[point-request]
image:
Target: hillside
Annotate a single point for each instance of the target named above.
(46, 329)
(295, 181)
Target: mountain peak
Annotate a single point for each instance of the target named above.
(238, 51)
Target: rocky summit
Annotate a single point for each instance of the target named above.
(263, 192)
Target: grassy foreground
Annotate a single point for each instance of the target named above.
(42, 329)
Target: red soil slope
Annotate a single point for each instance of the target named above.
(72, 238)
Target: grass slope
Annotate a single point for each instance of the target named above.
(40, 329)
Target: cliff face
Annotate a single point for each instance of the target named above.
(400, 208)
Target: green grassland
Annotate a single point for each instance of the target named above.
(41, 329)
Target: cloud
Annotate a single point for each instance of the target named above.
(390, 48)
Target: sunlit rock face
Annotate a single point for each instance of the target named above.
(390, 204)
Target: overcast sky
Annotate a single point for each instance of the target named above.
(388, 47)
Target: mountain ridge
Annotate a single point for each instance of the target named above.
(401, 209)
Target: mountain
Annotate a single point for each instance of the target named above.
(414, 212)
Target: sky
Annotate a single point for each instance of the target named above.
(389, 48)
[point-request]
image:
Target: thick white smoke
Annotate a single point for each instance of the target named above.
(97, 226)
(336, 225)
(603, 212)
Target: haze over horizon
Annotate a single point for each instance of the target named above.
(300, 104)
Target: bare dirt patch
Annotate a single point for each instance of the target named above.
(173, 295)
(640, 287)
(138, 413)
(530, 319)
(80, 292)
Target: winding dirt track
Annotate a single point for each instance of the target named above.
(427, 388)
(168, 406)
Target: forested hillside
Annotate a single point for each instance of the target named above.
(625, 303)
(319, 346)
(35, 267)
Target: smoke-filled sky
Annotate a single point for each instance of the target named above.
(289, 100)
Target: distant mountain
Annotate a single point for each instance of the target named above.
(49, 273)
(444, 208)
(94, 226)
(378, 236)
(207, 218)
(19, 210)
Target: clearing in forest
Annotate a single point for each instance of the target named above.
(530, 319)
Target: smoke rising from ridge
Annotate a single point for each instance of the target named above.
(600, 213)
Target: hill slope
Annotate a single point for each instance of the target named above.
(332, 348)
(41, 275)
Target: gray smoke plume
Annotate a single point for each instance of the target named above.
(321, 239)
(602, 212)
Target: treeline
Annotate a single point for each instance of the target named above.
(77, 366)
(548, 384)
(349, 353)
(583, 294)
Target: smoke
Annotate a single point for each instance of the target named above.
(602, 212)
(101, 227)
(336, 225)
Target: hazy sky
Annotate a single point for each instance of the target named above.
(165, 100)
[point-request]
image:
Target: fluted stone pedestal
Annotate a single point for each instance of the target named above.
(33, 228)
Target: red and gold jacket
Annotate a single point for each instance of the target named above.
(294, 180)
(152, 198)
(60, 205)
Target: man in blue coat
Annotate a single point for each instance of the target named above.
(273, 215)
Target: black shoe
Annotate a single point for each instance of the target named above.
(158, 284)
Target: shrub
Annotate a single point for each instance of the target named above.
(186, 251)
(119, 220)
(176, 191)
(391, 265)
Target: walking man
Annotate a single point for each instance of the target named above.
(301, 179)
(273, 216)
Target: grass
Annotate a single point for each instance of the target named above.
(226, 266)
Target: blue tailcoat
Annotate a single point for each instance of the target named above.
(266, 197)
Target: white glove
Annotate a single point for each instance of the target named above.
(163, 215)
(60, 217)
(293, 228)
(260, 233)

### Task brief
Transcribe each record exactly. Leave nothing out.

### Solved exercise
[point-request]
image:
Target: hillside
Annotate a single point for each instance of the target named above.
(46, 329)
(295, 181)
Target: mountain peak
Annotate a single point for each instance of the target named above.
(238, 51)
Target: rocky summit
Annotate a single point for each instance of the target named above.
(263, 192)
Target: grassy foreground
Annotate a single point for each instance of the target named above.
(42, 329)
Target: red soil slope
Annotate a single point for each instance of the target named above.
(72, 238)
Target: grass slope
Annotate a single point for each instance of the target named above.
(40, 329)
Target: cliff face
Annotate a single point for each instance of the target named above.
(400, 208)
Target: green grassland
Annotate a single point for each instance of the target named above.
(41, 329)
Target: cloud
Annotate a single point for each instance of the target named above.
(390, 48)
Target: sunlit rock face
Annotate a single point for each instance of the target named above.
(390, 204)
Target: overcast sky
Annotate a single point for each instance of the target named above.
(388, 47)
Target: mountain ridge
Annotate a single point for each instance of the target named above.
(401, 209)
Target: mountain
Annotate a single point for each instance of the target named above.
(414, 212)
Target: sky
Annotate a single point for each instance of the target named above.
(389, 48)
[point-request]
image:
Target: thick white smoke
Annotate a single point for each instance of the target named above.
(97, 226)
(336, 225)
(603, 212)
Target: haze over horizon
Annotate a single point for each instance of the target named above.
(300, 104)
Target: bare dirt patch
Annotate a single point for each instance of the target named above.
(173, 295)
(640, 287)
(138, 413)
(530, 319)
(80, 292)
Target: winding dirt track
Annotate a single point for each instance of the target named above.
(427, 388)
(168, 406)
Target: forested hillside
Annotate a single point for each instance of the target named above.
(625, 303)
(319, 346)
(35, 267)
Target: smoke-filled sky
Annotate a single point for each instance of the target named above.
(289, 100)
Target: distant mountain
Annotate a single point for each instance of the target named above.
(49, 273)
(444, 208)
(94, 226)
(378, 236)
(207, 218)
(19, 210)
Target: clearing in forest
Annotate a single point for each instance of the target named above.
(530, 319)
Target: smoke rising from ridge
Annotate a single point for each instance of the target named above.
(600, 213)
Target: hill slope
Annotate a single point for each instance of the target named above.
(332, 348)
(41, 275)
Target: gray smoke plume
Annotate a single point for each instance of the target named above.
(321, 239)
(602, 212)
Target: treeline
Annotate a single point for each instance of the target named above.
(77, 366)
(548, 384)
(349, 353)
(583, 294)
Target: smoke
Annotate a single point for each instance of the target named above.
(602, 212)
(101, 227)
(336, 225)
Target: hazy sky
Annotate a single point for each instance of the target named above.
(165, 100)
[point-request]
image:
Target: fluted stone pedestal
Annotate a single point for each instance of the target named above.
(33, 228)
Target: red and gold jacket
Annotate a single point for each instance of the target named above.
(294, 180)
(152, 198)
(60, 205)
Target: man in blue coat
Annotate a single point for each instance of the target named above.
(273, 215)
Target: black shoe
Annotate a single point for each instance of the target named above.
(158, 284)
Target: shrub
Annotate a single point for each instance of the target named above.
(186, 251)
(119, 220)
(176, 191)
(391, 265)
Target: walking man
Annotate a single point for each instance of the target named above.
(301, 179)
(273, 216)
Target: grass
Annotate a single point for each instance of the target named above.
(226, 266)
Target: blue tailcoat
Annotate a single point for each instance of the target named above.
(266, 197)
Target: white glove
Annotate a single point for each instance of the target named above.
(163, 215)
(60, 217)
(293, 228)
(260, 233)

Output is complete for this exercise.